▶ **What the exercise asks**
Go to the line that contains "white football jersey?" and extract it along with every line after it, exactly, through the end of the data below.

(Records excerpted from a collection)
-- START --

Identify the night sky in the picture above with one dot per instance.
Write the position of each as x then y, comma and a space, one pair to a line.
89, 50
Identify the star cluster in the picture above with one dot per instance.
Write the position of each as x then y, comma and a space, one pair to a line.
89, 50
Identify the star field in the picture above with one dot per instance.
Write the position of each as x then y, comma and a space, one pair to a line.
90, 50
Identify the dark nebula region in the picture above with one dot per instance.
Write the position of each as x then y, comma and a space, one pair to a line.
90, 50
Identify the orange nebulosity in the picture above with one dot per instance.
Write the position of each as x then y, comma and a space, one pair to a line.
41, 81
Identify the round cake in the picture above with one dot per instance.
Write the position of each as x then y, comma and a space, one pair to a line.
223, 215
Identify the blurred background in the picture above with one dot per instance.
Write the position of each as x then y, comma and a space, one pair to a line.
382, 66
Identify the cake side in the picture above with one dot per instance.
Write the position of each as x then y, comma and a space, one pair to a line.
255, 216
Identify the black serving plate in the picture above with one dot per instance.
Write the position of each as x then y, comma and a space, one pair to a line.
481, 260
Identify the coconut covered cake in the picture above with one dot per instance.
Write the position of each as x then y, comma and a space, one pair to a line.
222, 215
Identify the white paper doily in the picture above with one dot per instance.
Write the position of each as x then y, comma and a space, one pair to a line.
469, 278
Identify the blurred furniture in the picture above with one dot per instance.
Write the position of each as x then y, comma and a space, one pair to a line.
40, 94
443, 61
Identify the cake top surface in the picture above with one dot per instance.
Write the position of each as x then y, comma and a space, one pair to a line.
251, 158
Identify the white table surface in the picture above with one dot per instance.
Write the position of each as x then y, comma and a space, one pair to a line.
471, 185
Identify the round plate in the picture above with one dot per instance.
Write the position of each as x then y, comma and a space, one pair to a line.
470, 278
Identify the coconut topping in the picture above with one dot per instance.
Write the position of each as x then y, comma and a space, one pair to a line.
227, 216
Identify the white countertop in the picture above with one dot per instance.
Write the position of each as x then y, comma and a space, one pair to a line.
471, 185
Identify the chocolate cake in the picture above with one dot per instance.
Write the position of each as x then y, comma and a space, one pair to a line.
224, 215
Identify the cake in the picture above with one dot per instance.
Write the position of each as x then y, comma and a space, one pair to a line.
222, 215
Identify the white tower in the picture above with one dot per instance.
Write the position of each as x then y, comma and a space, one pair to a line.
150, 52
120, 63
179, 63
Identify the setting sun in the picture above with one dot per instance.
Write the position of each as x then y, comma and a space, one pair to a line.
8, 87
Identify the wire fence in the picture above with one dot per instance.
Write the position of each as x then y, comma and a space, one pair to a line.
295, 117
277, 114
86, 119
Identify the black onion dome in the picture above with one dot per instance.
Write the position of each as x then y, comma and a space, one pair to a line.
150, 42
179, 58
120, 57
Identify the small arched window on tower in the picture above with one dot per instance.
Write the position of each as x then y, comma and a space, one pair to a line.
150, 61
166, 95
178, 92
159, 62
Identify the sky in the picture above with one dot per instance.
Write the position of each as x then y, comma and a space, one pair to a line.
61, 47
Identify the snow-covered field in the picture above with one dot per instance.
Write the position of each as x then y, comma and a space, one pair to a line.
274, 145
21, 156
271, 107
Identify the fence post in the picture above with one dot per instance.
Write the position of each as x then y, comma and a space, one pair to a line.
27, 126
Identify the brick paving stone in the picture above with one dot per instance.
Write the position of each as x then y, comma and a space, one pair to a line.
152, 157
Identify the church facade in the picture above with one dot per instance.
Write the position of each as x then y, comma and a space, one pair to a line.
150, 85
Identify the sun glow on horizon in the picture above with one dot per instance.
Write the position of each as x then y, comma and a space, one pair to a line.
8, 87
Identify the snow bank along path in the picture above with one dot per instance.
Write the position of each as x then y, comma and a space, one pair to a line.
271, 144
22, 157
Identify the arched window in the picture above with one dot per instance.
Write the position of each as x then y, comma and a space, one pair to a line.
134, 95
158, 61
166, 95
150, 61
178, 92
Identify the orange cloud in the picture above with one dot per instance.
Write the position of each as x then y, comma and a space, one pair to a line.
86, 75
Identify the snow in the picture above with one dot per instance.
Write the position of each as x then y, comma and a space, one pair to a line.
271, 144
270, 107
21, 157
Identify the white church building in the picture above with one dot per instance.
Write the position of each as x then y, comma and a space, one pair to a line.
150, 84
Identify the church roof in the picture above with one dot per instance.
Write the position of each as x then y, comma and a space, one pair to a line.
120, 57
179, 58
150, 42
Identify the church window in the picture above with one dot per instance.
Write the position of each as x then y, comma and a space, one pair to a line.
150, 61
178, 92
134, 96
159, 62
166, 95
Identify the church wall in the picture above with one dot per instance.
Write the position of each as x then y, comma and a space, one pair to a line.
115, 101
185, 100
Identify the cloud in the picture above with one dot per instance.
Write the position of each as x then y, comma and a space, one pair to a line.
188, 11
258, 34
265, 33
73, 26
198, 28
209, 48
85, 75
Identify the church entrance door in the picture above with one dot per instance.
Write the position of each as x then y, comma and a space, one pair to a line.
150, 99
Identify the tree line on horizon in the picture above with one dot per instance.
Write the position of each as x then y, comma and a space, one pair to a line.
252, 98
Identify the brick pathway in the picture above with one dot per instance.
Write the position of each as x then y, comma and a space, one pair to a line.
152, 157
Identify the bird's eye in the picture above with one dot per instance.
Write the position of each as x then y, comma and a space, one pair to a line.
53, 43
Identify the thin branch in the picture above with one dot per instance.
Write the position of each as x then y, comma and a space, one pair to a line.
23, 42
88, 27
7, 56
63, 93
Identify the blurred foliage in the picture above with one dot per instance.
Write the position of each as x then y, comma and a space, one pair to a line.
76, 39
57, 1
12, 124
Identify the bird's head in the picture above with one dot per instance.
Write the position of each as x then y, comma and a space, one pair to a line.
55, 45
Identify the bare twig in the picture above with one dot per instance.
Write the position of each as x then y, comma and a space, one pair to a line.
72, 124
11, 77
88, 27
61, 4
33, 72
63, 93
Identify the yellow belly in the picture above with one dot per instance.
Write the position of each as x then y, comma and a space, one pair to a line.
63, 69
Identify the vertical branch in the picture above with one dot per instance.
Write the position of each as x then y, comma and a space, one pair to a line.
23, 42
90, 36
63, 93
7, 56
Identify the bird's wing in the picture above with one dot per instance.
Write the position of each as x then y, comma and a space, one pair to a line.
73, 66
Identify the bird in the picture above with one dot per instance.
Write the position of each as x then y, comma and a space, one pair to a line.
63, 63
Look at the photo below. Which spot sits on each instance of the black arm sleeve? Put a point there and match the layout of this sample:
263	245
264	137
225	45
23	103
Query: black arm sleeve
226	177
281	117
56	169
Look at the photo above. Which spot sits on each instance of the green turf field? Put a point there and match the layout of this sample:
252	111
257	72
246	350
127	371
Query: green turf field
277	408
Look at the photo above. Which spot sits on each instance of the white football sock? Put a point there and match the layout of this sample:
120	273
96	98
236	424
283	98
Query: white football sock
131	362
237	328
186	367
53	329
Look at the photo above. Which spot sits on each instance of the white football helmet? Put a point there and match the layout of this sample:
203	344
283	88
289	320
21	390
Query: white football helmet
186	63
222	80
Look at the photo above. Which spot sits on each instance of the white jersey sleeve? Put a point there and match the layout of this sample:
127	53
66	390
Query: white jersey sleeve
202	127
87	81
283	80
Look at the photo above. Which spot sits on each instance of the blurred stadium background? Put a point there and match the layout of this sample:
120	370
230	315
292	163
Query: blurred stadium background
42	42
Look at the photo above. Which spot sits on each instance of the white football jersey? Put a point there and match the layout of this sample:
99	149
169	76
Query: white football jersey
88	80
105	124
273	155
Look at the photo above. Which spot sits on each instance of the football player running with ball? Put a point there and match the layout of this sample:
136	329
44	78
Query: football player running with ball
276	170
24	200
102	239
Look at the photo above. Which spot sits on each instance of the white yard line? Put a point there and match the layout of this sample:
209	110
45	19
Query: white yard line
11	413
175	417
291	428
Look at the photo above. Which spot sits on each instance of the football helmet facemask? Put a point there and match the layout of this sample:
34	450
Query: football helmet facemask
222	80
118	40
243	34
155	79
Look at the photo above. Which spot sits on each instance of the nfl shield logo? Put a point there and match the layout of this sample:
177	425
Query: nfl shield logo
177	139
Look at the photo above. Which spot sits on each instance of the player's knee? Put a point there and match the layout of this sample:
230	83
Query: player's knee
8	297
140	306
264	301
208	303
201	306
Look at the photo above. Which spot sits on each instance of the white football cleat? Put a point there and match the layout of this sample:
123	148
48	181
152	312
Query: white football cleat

-- END --

▶ **Finished exercise**
Look at the photo above. Which spot sits on each instance of the white football jersey? Put a point there and match the layout of this sample:
99	149
169	76
Query: white football jersey
88	80
105	124
273	155
Look at the photo above. Which spot sits on each instance of the football player running with ball? Put a point there and match the layout of this sample:
136	329
44	78
Query: football player running with ball
276	170
24	200
102	239
Look at the photo above. Which spot sits on each instance of the white yard line? Put a point there and match the layout of this sample:
209	110
45	19
Query: white yard line
11	413
175	417
291	428
Look at the photo above. Which spot sits on each instance of the football helmet facemask? Put a point there and match the layout of this sample:
34	450
Query: football helmet facemask
222	80
118	40
243	34
155	79
Look at the photo above. Which spot sits on each instance of the nfl shield logo? Put a point there and match the layout of this sample:
177	425
Query: nfl shield logo
177	139
Look at the photo above. Which spot sits on each instance of the player's knee? Put a point there and match the layout of this sample:
230	83
Query: player's knee
8	297
140	306
264	301
208	303
201	306
Look at the photo above. Which spot sits on each instance of the white football cleat? Put a point there and match the layout of this sample:
123	148
48	181
152	312
Query: white football cleat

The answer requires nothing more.